▸ **Consigne a**
Recopiez tel quel le passage des entrées ci-dessous qui va de leur début jusqu'à la ligne contenant "column 520, row 530", ces deux bornes comprises.
****
Algérie : les investisseurs étrangers de nouveau courtisés
Lorsqu’il a décidé, en septembre 2007, de céder l’ensemble des actifs d’Orascom Cement au groupe français Lafarge pour la coquette somme de 10 milliards de dollars, l’homme d’affaires Nassef Sawiris, cadet de la célèbre fratrie de milliardaires égyptiens, ne se doutait certainement pas qu’il allait provoquer une sorte de tsunami économique en Algérie.
Depuis le début des années 2000, les frères Sawiris étaient devenus les enfants chéris du régime algérien. Grâce à l’ouverture aux investissements étrangers, décidée au cours de son premier mandat, par Abdelaziz Bouteflika, c’est un véritable « partenariat privilégié » qui s’était mis en place, favorisé par la proximité entre les deux clans familiaux.
Sawiris ne se doutait certainement pas qu’il allait provoquer une sorte de tsunami économique en Algérie
À elle seule, la holding égyptienne a représenté durant une décennie près de la moitié des investissements étrangers réalisés en Algérie.
Le groupe n’était pas seulement présent dans la téléphonie mobile à travers Orascom Telecom, propriétaire de la marque Djezzy et dirigé par le frère aîné Naguib Sawiris, qui se flattait d’avoir « démocratisé » le mobile en Algérie .
Séisme culturel
Il avait également pris une part importante dans le développement de la pétrochimie algérienne en association avec Sonatrach, ainsi que dans l’installation de plusieurs usines de dessalement d’eau de mer ou encore dans l’acquisition des deux cimenteries publiques de M’sila et Mascara.
Ces dernières cimenteries, qui figuraient dans le lot acquis par le groupe français Lafarge en septembre 2007, vont constituer la pomme de discorde entre les deux familles.
À l’occasion de cette transaction internationale, les décideurs algériens découvrent avec stupeur les nouvelles règles du jeu de la mondialisation économique.
Cette opération de fusion-acquisition devenue relativement banale sur les places financières mondiales provoque en Algérie une sorte de séisme culturel.
Une multinationale, de surcroît d’origine française, s’installe dans le pays sans demander l’autorisation du gouvernement. Impensable.
Pour le clan Bouteflika, c’est une véritable trahison. Les autorités algériennes n’ont même pas été informées de la cession.
En juillet 2008, Abdelaziz Bouteflika, encore au meilleur de sa forme, laisse éclater sa colère dans un célèbre discours prononcé devant les maires algériens. Il dénonce une entreprise « venue investir 700 millions de dollars et qui, au bout de trois ans, a généré un bénéfice de deux milliards de dollars alors que l’Algérie n’a rien gagné ».
La vindicte d’Alger contre Sawiris
La brouille va s’envenimer dans les années qui suivront. Incapables de remettre en cause l’accord entre Orascom et Lafarge, les responsables algériens vont reporter leur vindicte sur le principal fleuron du groupe égyptien dans le pays. Djezzy sera ainsi harcelé pendant des années par le fisc et l’administration algérienne.
Ulcéré, Naguib Sawiris, patron de la holding Orascom, intentera une procédure d’arbitrage international à l’encontre de l’Algérie.
****
▸ **Consigne b**
D'après l'article sur les investisseurs étrangers en Algérie, pour quelle somme Nassef Sawiris a-t-il cédé les actifs d'Orascom Cement au groupe Lafarge ?
****
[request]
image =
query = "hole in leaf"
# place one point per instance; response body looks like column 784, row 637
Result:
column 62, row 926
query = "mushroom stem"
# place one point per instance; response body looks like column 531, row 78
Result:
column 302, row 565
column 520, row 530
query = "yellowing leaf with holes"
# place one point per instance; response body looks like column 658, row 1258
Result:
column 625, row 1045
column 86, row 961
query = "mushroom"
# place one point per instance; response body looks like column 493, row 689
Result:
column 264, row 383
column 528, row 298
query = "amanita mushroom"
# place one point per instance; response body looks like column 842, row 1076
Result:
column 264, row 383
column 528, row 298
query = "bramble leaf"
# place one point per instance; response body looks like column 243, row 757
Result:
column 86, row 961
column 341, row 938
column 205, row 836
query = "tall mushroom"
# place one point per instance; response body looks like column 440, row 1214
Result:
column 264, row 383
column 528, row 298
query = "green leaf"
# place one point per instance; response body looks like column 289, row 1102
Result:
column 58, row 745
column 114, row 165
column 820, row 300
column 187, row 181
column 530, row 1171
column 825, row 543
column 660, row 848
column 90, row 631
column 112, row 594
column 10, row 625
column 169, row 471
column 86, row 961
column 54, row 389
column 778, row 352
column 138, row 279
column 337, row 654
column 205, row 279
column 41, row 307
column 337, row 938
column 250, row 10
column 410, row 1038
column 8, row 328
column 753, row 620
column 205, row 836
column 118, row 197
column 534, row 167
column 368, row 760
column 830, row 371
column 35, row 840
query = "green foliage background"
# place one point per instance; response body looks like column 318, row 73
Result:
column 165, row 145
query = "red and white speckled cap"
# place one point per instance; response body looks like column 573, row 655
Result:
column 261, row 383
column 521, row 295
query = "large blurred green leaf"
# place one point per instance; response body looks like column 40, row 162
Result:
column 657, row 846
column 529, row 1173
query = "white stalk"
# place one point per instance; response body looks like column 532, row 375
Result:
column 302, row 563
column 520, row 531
****
▸ **Réponse finale a**
[request]
image =
query = "hole in leaf"
# place one point per instance; response body looks like column 784, row 637
Result:
column 62, row 926
query = "mushroom stem"
# place one point per instance; response body looks like column 531, row 78
Result:
column 302, row 565
column 520, row 530

▸ **Réponse finale b**
Pour 10 milliards de dollars.